# [Objective]
Can you print every record below exactly as written?

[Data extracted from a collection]

>> BEGIN

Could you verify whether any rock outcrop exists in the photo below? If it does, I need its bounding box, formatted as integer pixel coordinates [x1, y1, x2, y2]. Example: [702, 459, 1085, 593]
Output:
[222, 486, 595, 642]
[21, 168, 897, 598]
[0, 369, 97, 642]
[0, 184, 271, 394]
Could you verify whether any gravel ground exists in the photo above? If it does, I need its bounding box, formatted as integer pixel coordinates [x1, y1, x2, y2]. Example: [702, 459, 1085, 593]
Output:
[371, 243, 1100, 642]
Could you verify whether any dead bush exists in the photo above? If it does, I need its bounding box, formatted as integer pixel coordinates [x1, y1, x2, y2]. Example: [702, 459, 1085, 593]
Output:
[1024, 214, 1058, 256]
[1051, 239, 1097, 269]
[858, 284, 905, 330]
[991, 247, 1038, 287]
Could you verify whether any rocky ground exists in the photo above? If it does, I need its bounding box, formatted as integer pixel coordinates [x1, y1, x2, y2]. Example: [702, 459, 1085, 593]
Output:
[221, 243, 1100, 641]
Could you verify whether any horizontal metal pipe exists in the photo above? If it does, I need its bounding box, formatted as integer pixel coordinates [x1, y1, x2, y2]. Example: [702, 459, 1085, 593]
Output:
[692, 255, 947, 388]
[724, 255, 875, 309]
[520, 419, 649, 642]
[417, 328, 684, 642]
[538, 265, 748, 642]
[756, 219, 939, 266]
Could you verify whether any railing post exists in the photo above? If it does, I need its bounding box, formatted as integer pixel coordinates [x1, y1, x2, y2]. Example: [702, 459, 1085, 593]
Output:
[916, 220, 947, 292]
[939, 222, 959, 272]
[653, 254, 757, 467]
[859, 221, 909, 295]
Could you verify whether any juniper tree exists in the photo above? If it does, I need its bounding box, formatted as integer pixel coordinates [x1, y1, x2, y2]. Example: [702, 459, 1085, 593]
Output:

>> END

# [Solution for this problem]
Could you verify whether any rock outcrop exists in the photo below? If it does, I need its bounding box, formatted as integer pixel coordinates [x1, y1, x2, y2]. Example: [702, 459, 1085, 593]
Output:
[222, 486, 595, 642]
[21, 168, 897, 598]
[0, 369, 97, 642]
[0, 184, 271, 394]
Could you verify whether any gravel ground exists in the photo above? If it does, I need its bounding box, formatted as integer pixel coordinates [x1, y1, x2, y2]. Example: [702, 459, 1085, 593]
Output:
[371, 243, 1100, 642]
Could you verify whether any dead bush exists in the photo above? If it does, I need its bounding box, formatted as integer pixel coordinates [x1, y1, x2, y2]. Example: [702, 459, 1085, 593]
Output:
[1024, 214, 1058, 256]
[1051, 239, 1097, 269]
[858, 284, 905, 330]
[991, 247, 1038, 287]
Could you verify whether any rocky ground exists in the photo above? If it does, I need its bounding box, formatted as integer pixel coordinates [x1, y1, x2, y2]. Example: [702, 459, 1085, 593]
Output:
[221, 243, 1100, 641]
Could you verify whether any horizontal metal pipe exists in the photo above? If it does, I need its bounding box, formatted as integer pixel coordinates [x1, y1, x2, y2]. Example: [702, 459, 1085, 593]
Output:
[692, 255, 947, 388]
[724, 255, 875, 309]
[520, 419, 649, 642]
[417, 328, 684, 642]
[538, 265, 748, 642]
[756, 219, 939, 266]
Could you verify whether any railing post exists in the photo above? If it does, I need its bounding box, formatted as integer pixel coordinates [x1, y1, x2, y2]. Example: [702, 459, 1085, 593]
Output:
[916, 220, 947, 292]
[939, 222, 959, 272]
[653, 254, 757, 467]
[859, 221, 909, 295]
Could you verify whether any juniper tree exists in the photo above? If it does, I need its bounding box, formatted as integer pixel coordinates [x1, y1, x2, y2]. Example: [702, 459, 1085, 593]
Output:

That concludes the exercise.